▸ **Extract provided**
+++

Vectorization may mean different things in different contexts. In this paper, vectorization means compiler-generated SIMD instructions that use the vector registers inside the CPU. It means taking advantage of synchronous execution of some instructions with multiple data elements.

There are many ways you can introduce vectorization into your program, ranging from using processor intrinsic functions to using Intel® Cilk™ Plus array notation. The compiler-based vectorization techniques vary in the amount of controls the programmer has on generated code, the expressiveness of the syntax, and the amount of changes required to the serial program.

Before we expect a compiler to vectorize the serial code and generate SIMD instructions, we have to ensure proper memory alignment. Misaligned memory access can, in serious cases, generate processor faults and in benign cases, cause cache line splits and redundant object code, all of which have a serious impact on application performance. One way to ensure memory alignment is to always request and work with the explicit alignment requirement. Using Intel C++ Composer XE 2011, you can request statically allocated memory by prefixing the memory definition with __attribute__(align(64)). 64-byte boundary is the minimum alignment requirement for memory designated for Intel Xeon Phi coprocessor vector registers. You can also use _mm_malloc and _mm_free to request and release dynamically allocated memory. There are memory allocation intrinsics supported by Intel and GCC on the Linux operating system.

 

Besides memory alignment, Intel compiler-based vectorization works best when the function calls in the hot loop are kept to a minimum, simply because function calls have overhead. Not all function calls allow the CPU’s vector engine to continue to execute in SIMD mode. You can inline functions as much as possible because inlining can avoid function call overhead and also allow compiler-based vectorizer to analyze and vectorize the callee code and caller code together.


#include "MonteCarlo.h"
#include "math.h"
#include "mkl_vsl.h"

+++

▸ **Records shown**
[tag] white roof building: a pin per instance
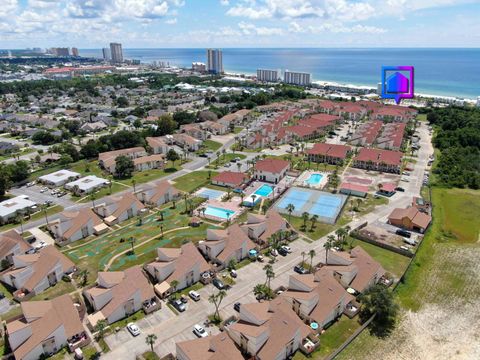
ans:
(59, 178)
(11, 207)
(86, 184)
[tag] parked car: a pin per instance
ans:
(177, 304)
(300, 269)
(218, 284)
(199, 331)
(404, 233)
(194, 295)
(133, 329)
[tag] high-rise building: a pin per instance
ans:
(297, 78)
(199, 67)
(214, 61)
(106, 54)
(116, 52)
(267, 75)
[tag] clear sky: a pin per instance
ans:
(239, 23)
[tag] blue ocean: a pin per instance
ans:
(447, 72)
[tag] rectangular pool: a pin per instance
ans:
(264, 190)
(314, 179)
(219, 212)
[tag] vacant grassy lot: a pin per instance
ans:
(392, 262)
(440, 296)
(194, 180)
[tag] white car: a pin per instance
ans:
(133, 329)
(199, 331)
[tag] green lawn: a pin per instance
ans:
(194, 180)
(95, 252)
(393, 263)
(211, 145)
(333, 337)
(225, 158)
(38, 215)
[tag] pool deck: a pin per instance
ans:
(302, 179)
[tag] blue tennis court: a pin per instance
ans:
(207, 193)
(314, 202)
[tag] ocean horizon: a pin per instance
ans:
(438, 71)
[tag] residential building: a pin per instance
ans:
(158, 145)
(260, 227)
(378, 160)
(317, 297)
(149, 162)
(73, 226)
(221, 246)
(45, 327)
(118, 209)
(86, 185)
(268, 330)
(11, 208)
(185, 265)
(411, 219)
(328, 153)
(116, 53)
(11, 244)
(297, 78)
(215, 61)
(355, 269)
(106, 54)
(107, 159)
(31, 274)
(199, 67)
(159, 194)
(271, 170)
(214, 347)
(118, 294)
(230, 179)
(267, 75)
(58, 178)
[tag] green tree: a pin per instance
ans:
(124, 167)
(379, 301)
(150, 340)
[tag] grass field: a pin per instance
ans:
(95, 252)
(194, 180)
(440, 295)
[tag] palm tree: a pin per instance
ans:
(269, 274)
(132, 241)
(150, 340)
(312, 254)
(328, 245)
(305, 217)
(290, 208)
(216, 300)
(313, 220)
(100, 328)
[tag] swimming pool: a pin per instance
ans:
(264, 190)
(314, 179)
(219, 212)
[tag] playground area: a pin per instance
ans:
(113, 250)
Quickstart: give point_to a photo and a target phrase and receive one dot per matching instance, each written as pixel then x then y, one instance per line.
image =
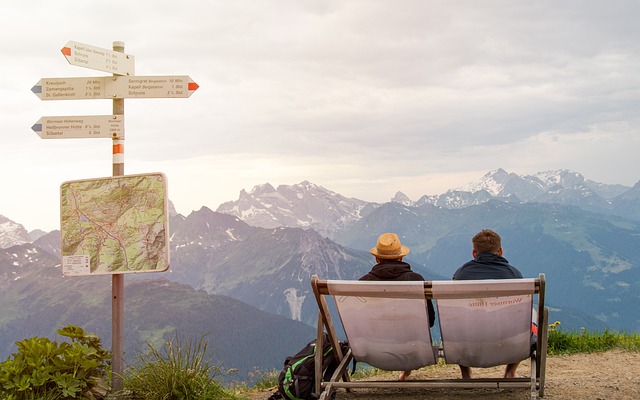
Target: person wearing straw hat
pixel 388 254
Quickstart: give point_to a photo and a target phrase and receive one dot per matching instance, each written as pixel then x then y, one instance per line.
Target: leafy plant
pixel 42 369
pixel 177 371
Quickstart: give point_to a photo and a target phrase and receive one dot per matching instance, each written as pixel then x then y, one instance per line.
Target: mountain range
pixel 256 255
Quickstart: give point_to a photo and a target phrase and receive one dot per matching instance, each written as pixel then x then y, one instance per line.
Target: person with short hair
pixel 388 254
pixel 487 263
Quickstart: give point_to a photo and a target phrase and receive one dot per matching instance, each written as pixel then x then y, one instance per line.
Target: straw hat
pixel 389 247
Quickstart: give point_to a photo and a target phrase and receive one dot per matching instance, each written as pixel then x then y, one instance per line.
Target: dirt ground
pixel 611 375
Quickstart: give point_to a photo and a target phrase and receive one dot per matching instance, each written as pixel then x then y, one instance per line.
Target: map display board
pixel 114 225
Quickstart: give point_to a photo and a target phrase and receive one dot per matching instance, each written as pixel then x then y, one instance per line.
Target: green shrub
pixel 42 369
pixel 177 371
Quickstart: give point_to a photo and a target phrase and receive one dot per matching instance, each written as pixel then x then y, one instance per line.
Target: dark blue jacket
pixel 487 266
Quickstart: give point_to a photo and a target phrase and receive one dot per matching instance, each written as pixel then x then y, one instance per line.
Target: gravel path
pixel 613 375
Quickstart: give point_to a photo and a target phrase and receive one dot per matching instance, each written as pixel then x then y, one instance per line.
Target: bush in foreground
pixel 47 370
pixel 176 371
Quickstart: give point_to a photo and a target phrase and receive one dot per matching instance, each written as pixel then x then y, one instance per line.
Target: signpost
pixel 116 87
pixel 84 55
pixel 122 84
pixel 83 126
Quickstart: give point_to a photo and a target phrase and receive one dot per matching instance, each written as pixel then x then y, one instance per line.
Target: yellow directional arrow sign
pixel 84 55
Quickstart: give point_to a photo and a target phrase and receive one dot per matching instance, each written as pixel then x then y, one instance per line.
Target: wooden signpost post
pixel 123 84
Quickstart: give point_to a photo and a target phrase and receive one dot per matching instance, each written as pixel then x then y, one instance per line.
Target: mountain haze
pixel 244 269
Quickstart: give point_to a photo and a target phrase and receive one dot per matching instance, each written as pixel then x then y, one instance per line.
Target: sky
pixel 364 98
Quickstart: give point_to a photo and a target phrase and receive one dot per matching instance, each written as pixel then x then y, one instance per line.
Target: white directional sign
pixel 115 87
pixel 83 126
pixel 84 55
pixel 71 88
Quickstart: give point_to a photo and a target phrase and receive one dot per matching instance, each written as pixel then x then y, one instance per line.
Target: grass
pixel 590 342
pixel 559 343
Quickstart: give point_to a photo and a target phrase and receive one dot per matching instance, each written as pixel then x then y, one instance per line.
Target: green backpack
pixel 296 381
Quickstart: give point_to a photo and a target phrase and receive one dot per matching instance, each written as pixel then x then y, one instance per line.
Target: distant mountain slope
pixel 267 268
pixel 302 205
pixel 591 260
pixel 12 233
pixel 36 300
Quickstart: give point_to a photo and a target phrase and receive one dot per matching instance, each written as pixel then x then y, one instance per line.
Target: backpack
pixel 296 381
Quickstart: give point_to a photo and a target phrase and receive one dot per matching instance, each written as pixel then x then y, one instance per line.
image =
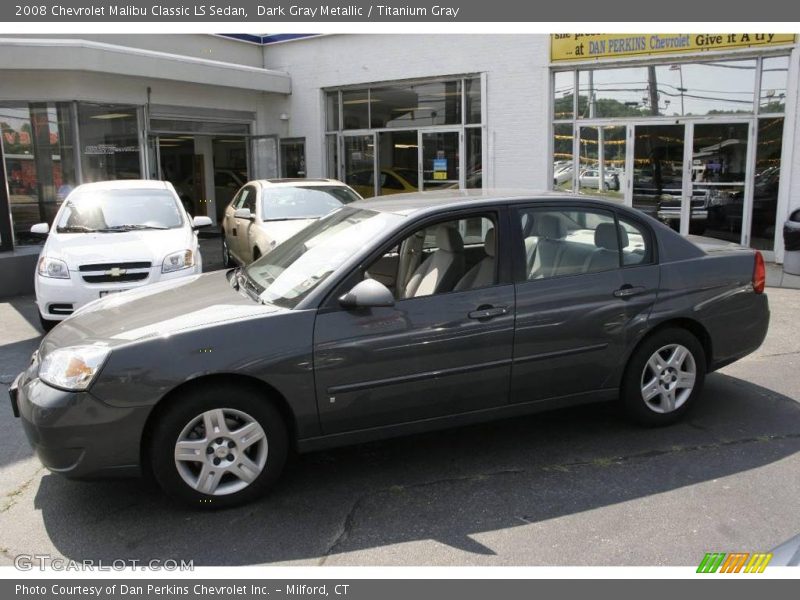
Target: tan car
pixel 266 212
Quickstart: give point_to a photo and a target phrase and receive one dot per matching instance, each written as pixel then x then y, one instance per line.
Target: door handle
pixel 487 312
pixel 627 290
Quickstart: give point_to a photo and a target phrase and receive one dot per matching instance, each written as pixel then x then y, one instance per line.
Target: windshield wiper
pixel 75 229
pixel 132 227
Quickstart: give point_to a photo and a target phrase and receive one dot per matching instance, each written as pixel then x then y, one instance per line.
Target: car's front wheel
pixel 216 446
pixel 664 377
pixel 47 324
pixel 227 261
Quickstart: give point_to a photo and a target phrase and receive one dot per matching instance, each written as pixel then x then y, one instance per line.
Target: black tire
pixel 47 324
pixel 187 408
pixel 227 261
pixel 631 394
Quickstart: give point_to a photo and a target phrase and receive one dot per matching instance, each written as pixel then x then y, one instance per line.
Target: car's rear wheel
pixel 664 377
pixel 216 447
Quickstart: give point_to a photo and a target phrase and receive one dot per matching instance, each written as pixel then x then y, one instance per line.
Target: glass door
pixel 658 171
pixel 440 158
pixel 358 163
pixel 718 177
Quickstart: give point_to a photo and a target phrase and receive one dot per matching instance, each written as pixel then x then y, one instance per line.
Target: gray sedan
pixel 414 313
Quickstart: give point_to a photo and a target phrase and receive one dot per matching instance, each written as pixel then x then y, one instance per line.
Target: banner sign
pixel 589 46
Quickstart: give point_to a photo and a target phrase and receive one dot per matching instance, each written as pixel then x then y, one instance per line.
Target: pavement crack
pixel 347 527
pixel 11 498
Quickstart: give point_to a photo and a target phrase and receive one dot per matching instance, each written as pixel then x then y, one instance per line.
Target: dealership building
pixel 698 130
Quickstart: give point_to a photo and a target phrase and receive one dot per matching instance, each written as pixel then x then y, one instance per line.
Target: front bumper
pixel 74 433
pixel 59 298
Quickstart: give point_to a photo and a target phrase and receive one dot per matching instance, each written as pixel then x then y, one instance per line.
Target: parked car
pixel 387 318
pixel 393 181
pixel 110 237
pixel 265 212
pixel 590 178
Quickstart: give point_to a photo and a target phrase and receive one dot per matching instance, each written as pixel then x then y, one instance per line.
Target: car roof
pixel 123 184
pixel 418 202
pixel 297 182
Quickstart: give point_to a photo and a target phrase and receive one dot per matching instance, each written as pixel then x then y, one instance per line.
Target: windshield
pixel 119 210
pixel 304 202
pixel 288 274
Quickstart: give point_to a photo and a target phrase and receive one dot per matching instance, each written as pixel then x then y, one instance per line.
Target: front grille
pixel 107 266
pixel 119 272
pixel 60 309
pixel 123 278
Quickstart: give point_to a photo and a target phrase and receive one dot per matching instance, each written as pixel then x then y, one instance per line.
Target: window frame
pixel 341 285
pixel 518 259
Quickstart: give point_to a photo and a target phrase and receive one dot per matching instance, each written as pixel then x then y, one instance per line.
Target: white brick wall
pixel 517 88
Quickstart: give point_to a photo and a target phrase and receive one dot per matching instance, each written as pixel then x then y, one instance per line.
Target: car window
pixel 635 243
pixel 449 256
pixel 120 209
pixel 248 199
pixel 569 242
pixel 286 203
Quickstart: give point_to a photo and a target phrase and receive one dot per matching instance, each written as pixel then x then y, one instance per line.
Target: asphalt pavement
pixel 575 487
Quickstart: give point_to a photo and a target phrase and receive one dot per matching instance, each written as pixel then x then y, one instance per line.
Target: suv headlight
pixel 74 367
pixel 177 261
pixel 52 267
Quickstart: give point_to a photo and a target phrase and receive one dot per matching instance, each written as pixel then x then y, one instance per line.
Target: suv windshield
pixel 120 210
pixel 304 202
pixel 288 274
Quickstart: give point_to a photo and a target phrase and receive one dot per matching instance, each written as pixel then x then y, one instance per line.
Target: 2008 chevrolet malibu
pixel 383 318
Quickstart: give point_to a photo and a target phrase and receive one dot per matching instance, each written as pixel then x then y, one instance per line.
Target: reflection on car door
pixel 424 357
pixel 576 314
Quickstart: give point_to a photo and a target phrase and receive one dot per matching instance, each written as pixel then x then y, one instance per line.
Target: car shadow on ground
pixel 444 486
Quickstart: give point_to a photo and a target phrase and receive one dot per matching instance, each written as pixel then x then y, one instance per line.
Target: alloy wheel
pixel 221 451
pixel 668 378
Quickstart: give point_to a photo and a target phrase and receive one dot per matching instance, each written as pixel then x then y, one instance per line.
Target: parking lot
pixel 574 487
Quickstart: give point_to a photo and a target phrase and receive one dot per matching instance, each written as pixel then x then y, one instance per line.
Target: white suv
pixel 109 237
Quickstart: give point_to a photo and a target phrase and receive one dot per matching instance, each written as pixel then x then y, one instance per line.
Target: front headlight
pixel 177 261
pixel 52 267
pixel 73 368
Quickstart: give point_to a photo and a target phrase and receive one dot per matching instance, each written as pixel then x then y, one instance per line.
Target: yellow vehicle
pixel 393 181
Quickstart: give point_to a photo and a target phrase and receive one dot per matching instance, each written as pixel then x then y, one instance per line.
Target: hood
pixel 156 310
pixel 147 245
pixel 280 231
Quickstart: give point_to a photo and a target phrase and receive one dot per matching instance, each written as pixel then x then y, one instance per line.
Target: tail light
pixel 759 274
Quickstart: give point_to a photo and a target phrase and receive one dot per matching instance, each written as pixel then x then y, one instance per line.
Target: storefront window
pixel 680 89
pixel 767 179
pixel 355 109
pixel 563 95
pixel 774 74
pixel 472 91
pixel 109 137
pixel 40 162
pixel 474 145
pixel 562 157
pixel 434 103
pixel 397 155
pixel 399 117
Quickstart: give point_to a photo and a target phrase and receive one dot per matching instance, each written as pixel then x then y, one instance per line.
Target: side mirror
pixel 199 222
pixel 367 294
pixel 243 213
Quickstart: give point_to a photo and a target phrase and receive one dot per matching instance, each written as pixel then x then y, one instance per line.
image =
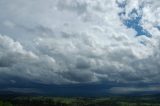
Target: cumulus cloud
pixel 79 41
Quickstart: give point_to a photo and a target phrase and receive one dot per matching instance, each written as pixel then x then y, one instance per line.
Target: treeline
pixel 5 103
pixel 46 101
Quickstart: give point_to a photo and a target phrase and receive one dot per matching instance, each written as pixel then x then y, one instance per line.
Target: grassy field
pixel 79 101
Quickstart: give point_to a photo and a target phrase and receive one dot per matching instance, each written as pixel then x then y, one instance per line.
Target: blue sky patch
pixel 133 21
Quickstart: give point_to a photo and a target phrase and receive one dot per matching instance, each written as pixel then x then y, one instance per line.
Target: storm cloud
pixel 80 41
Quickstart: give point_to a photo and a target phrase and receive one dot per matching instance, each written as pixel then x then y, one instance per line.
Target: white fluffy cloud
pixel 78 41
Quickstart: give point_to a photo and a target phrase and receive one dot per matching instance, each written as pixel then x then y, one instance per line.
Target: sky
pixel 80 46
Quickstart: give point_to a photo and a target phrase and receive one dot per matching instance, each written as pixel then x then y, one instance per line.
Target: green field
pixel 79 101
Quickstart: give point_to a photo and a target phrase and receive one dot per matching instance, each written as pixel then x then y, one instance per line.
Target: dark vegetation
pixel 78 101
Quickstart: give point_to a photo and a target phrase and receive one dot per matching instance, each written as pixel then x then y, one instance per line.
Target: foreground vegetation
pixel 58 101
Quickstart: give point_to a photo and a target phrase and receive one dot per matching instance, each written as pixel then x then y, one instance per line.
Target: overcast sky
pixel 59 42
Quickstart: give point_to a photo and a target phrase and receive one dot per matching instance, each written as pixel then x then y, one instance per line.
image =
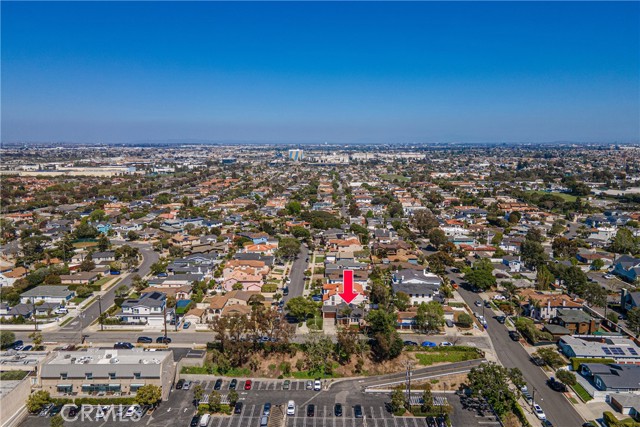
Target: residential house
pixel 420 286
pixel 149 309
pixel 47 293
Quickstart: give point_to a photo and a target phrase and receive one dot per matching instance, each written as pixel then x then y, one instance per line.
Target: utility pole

+++

▸ **Challenges**
1 - Copy the vectorization passage word for word, beginning at the words "Vectorization may mean" and stopping after "the serial program.".
2 - Take the vectorization passage further, picking up after its final line.

▸ **Results**
1 -
Vectorization may mean different things in different contexts. In this paper, vectorization means compiler-generated SIMD instructions that use the vector registers inside the CPU. It means taking advantage of synchronous execution of some instructions with multiple data elements.

There are many ways you can introduce vectorization into your program, ranging from using processor intrinsic functions to using Intel® Cilk™ Plus array notation. The compiler-based vectorization techniques vary in the amount of controls the programmer has on generated code, the expressiveness of the syntax, and the amount of changes required to the serial program.

2 -
#define RANDSEED 123

static const float  RVV = RISKFREE-0.5f*VOLATILITY*VOLATILITY;
static const float  INV_RAND_N = 1.0f/RAND_N;
static const float  F_RAND_N = static_cast<float>(RAND_N);
static const float STDDEV_DENOM = 1 / (F_RAND_N * (F_RAND_N - 1.0f));
static const float CONFIDENCE_DENOM = 1 / sqrtf(F_RAND_N);

void MonteCarlo(
    float *h_CallResult,
    float *h_CallConfidence,
    float *S,
    float *X,
    float *T
)
{
    __attribute__((align(4096))) float random [RAND_N];
    VSLStreamStatePtr Randomstream;
    vslNewStream(&Randomstream, VSL_BRNG_MT19937, RANDSEED);

    vsRngGaussian (VSL_METHOD_SGAUSSIAN_ICDF, Randomstream, RAND_N, random, 0.0f, 1.0f);
    for(int opt = 0; opt < OPT_N; opt++) 
    {
        float VBySqrtT = VOLATILITY * sqrtf(T[opt]);
        float MuByT = RVV * T[opt];
        float Sval = S[opt];
        float Xval = X[opt];
        float val = 0.0, val2 = 0.0;

#pragma vector aligned
#pragma simd reduction(+:val) reduction(+:val2)
#pragma unroll(4)
        for(int pos = 0; pos < RAND_N; pos++)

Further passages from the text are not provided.